Für die gefährdeten Regionalligisten ergibt sich daraus, dass sie in jedem Spiel alles geben und eine Überraschung versuchen müssen – so, wie es am vergangenen Wochenende der Fall war. So ging bereits das 37:33 für TuSEM Essen II beim Siebten HC Gelpe/Strombach (12:12) als relativ unerwartet durch und fast noch mehr das 32:32 des MTV Rheinwacht Dinslaken gegen den Spitzenreiter TV Bonn rrh. (21:3), der erst klar führte und später fast verloren hätte. Auf der Kippe stand zudem der Zweite TSV Bayer Dormagen II (18:4), der gegen die Haaner viereinhalb Minuten vor Schluss zurücklag (28:29) und sich dann mit viel Mühe einen 31:30-Sieg sicherte. Ob es wirklich nur an den nicht selten vorkommenden Motor-Problemen nach einer Vier-Wochen-Pause über Weihnachten/Silvester lag, wird der Start in die Rückrunde zeigen. Im Normalfalls müssten etwa die Dormagener im Heimspiel erkennbare Vorteile haben gegen die weiter gefährdete HSG Siebengebirge, die jedoch ihre Position durch drei Siege hintereinander unmittelbar vor den Feiertagen massiv verbessern konnte (34:22 in Haan, 36:27 gegen Essen II, 32.29 gegen Gelpe/Strombach). Zusätzlich dürfte Bayer-Trainer Moritz Adam sein Team deutlich darauf hinweisen, dass es ohne eine deutliche Steigerung nicht geht und dass jede Form von Leichtsinn das Ziel gefährden könnte, weiter oben dran- und drinzubleiben.

▶ [Aufgaben]:
A. Prüfe, ob die folgenden Aussagen mit dem Text über die Handball-Regionalliga übereinstimmen, und antworte jeweils mit Ja oder Nein, gestützt auf die entscheidenden Worte des Textes als wörtliches Zitat. (i) TuSEM Essen II gewann beim HC Gelpe/Strombach mit 37:33. (ii) Der TSV Bayer Dormagen II lag im Spiel gegen die Haaner zu keinem Zeitpunkt zurück. (iii) Die HSG Siebengebirge gewann unmittelbar vor den Feiertagen drei Spiele hintereinander.
B. Schreibe den Text über die Handball-Regionalliga im Anschluss an seinen letzten Satz weiter.
Die Zeilen stammen aus einer anderen Quelle.

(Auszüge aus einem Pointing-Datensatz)
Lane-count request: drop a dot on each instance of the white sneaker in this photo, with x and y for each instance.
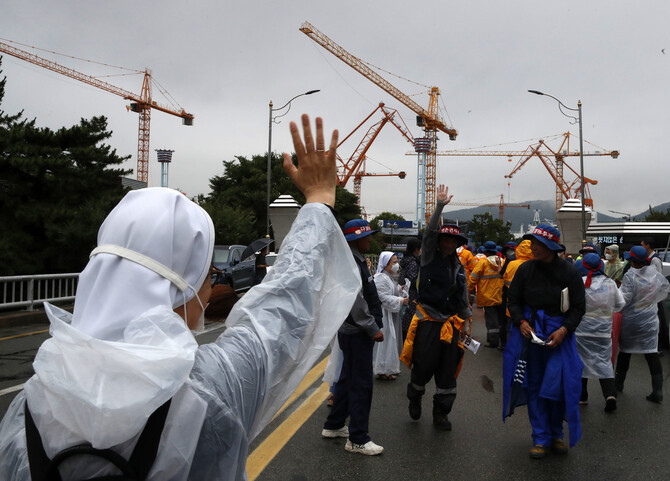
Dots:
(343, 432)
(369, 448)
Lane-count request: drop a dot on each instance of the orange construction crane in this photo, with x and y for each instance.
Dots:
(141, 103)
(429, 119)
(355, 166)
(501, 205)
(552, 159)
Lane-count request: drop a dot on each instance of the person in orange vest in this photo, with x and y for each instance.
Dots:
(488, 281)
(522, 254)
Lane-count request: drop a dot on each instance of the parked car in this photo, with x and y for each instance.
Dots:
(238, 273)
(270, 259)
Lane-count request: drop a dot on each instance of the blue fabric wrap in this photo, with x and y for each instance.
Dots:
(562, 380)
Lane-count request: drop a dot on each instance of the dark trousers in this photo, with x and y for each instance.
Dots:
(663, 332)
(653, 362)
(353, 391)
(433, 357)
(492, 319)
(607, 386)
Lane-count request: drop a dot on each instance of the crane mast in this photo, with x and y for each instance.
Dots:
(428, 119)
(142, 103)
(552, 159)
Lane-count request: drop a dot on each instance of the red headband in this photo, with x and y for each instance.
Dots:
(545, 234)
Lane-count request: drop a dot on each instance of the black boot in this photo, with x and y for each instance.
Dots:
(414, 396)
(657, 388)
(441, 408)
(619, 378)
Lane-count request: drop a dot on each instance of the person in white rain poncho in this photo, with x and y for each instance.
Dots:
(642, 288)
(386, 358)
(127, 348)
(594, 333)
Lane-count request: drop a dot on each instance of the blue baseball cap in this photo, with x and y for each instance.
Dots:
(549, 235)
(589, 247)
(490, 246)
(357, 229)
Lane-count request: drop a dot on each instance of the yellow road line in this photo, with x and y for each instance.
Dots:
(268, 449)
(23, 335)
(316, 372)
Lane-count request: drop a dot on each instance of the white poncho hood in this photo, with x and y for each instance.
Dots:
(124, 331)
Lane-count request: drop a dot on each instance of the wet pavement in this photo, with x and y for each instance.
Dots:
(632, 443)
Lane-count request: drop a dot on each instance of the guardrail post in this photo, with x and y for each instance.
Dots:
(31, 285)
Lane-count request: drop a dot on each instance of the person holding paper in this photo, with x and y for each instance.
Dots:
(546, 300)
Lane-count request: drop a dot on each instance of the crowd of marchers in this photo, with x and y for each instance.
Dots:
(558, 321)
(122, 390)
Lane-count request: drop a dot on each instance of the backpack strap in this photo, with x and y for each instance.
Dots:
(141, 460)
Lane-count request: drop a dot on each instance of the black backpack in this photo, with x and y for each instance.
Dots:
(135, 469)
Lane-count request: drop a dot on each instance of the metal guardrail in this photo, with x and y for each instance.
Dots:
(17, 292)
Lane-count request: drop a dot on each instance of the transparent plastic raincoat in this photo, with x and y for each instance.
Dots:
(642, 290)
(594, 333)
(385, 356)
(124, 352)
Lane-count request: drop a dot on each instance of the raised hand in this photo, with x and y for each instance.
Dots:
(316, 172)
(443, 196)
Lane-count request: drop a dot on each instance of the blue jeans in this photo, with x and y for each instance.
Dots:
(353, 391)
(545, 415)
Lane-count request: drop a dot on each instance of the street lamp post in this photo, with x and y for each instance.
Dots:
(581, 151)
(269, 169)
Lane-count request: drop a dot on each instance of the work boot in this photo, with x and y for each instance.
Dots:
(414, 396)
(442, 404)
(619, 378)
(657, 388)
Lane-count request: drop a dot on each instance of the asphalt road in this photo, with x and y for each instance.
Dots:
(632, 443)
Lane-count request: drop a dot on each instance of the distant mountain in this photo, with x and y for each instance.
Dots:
--
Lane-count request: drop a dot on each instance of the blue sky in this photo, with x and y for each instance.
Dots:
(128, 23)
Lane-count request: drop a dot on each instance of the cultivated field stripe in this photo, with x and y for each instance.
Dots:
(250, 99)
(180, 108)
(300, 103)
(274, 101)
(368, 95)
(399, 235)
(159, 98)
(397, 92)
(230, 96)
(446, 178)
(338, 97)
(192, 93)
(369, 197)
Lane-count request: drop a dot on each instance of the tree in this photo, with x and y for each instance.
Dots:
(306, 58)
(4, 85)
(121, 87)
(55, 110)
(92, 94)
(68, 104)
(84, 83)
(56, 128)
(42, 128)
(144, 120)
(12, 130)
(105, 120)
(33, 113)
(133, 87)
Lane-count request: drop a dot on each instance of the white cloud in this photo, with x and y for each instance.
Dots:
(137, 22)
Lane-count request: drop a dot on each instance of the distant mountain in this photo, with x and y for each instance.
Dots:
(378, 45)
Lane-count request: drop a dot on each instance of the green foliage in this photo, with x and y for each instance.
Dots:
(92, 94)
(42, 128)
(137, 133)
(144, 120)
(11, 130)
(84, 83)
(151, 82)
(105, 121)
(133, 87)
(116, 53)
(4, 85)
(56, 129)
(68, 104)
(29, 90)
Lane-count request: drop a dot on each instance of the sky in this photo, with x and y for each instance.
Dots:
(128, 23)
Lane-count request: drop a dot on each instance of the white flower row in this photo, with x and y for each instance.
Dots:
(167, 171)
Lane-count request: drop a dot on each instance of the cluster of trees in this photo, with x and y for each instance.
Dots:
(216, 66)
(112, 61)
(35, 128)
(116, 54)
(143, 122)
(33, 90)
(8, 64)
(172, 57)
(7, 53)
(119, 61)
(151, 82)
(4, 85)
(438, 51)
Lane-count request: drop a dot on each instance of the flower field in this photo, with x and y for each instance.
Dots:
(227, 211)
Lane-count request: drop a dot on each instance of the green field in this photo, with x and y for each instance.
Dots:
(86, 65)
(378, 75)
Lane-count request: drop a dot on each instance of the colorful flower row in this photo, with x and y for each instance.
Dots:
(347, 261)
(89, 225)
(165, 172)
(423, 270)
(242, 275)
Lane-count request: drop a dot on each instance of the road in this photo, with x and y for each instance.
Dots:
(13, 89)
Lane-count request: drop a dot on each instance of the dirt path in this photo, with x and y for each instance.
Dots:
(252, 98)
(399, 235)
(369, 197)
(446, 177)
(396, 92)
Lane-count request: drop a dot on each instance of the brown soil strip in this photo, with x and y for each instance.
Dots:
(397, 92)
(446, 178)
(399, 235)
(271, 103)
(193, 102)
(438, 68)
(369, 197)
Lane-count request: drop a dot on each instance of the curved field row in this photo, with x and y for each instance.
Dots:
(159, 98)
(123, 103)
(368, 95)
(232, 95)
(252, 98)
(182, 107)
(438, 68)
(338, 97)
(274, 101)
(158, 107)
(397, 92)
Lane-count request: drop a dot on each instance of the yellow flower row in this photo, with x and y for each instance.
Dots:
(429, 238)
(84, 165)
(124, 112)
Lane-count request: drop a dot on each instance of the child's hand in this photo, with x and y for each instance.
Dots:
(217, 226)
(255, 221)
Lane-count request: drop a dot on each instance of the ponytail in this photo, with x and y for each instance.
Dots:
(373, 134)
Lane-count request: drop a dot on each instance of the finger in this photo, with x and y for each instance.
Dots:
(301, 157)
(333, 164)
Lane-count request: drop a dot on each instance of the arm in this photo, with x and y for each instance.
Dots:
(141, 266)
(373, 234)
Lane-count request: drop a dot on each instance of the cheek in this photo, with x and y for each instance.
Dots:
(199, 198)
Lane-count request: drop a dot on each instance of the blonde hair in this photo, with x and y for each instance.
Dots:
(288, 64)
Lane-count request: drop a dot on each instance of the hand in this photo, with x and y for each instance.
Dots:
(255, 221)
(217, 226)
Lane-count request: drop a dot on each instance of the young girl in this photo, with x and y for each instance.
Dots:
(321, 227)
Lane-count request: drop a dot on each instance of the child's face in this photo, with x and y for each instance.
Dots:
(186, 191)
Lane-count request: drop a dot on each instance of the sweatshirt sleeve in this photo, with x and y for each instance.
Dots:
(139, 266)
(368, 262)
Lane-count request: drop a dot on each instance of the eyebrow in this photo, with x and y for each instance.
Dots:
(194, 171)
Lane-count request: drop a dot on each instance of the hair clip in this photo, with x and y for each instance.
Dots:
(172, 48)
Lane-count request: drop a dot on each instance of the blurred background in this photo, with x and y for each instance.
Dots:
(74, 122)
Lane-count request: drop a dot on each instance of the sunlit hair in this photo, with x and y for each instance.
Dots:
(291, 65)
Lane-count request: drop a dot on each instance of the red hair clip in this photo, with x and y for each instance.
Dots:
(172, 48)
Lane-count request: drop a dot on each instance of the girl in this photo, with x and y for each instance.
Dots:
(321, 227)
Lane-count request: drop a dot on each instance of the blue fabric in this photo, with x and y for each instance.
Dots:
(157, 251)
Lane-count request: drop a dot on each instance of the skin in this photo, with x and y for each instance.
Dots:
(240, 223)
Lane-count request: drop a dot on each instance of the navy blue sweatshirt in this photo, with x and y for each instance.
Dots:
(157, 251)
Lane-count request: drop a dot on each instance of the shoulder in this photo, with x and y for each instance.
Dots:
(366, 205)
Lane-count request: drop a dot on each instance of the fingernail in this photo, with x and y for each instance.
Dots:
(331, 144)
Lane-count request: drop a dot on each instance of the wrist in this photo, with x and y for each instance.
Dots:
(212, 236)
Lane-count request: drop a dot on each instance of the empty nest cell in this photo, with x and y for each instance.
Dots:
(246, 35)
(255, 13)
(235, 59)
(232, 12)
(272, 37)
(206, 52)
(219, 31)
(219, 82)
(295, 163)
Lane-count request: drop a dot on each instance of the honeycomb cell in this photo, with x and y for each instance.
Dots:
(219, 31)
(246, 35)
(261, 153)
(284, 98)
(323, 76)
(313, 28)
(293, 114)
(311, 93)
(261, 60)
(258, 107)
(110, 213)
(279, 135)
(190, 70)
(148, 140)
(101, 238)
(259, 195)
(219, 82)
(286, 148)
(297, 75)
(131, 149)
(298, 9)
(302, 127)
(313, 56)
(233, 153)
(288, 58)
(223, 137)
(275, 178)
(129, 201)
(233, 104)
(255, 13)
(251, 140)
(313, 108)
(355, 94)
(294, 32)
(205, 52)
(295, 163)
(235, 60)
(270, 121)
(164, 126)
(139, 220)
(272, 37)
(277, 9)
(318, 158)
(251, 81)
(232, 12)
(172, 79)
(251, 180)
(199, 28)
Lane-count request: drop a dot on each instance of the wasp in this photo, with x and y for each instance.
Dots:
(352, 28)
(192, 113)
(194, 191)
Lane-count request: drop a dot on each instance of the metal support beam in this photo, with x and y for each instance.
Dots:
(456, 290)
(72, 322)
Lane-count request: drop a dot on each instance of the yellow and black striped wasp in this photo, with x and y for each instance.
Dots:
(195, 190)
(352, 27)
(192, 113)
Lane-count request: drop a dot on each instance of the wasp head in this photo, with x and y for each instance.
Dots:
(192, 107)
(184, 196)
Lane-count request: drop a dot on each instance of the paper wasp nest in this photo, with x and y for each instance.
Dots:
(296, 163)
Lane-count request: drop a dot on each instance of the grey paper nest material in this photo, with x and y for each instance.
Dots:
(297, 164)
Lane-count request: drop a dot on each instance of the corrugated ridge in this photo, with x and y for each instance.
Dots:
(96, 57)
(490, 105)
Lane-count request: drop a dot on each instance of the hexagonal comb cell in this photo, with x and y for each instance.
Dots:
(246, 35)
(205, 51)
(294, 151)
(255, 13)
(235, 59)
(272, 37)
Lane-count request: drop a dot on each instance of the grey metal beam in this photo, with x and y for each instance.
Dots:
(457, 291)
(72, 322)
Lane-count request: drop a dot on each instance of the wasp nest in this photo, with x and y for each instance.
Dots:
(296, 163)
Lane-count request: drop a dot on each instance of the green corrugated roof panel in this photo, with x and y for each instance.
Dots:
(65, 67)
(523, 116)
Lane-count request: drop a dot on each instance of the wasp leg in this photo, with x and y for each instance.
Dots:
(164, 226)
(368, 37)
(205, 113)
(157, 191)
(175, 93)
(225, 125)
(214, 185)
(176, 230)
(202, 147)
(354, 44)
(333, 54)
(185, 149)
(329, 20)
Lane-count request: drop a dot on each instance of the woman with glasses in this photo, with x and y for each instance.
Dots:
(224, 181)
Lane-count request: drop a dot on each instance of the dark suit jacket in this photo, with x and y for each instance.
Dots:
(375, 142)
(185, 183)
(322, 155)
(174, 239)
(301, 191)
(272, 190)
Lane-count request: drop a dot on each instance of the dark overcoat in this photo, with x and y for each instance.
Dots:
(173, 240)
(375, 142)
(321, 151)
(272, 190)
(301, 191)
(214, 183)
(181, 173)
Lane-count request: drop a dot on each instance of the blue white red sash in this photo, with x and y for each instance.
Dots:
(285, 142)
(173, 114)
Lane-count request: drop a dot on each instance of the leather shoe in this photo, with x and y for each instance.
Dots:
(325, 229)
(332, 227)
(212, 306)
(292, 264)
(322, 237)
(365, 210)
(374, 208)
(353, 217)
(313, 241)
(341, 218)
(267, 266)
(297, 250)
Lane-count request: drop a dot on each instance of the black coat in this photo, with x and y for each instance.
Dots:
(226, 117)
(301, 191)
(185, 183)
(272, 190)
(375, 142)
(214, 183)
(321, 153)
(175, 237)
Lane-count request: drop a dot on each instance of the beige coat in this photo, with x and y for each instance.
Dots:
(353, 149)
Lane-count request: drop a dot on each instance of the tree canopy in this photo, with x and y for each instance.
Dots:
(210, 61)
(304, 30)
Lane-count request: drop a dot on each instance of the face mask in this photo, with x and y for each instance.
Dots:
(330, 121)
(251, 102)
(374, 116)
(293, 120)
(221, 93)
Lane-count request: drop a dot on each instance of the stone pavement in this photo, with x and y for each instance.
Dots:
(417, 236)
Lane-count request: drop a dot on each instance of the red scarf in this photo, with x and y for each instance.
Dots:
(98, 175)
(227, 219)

▶ [Die Ergebnisse]:
A.
(i) Ja: „das 37:33 für TuSEM Essen II beim Siebten HC Gelpe/Strombach“
(ii) Nein: „der gegen die Haaner viereinhalb Minuten vor Schluss zurücklag (28:29)“
(iii) Ja: „durch drei Siege hintereinander unmittelbar vor den Feiertagen“

B.
Bonns Coach Florian Benninghoff-Lühl hatte seine Ideen für den nächsten Einsatz bereits direkt nach dem aus der Sicht des TSV ebenso gerechten wie enttäuschenden Unentschiedens formuliert: „Vor allem nach der ersten Halbzeit fährt heute keiner richtig happy nach Bonn zurück. Ich hoffe, dass wir das in sehr viel Wut und Energie umwandeln können.“ Jene Energie dürfte zugleich unbedingt notwendig sein bei der HSG Refrath/Hand (Fünfter/14:8), die zuletzt bei 29:29-Drama gegen gegen den BTB Aachen (Achter/12:12) selbst eine Menge davon auf die Platte brachte und nachvollziehbar wenig dagegen einzuwenden hätte, ihre inzwischen bei vier Spielen in Folge ohne Niederlage stehende Serie (7:1 Punkte)  um ein weiteres Kapitel zu ergänzen. In einer Woche kann die Mannschaft von Trainer Kelvin Tacke dann im Übrigen einen direkten Vergleich zwischen den Bonnern und einem anderen Top-Team ziehen, weil die Refrather am 25. Januar beim Dritten Interaktiv.Handball antreten. Die Ratinger haben vorher am Sonntag die Aufgabe in Dinslaken zu lösen – und sie werden höchstwahrscheinlich nach dem mühseligen Bonner Auftritt doppelt bis dreifach gewarnt sein.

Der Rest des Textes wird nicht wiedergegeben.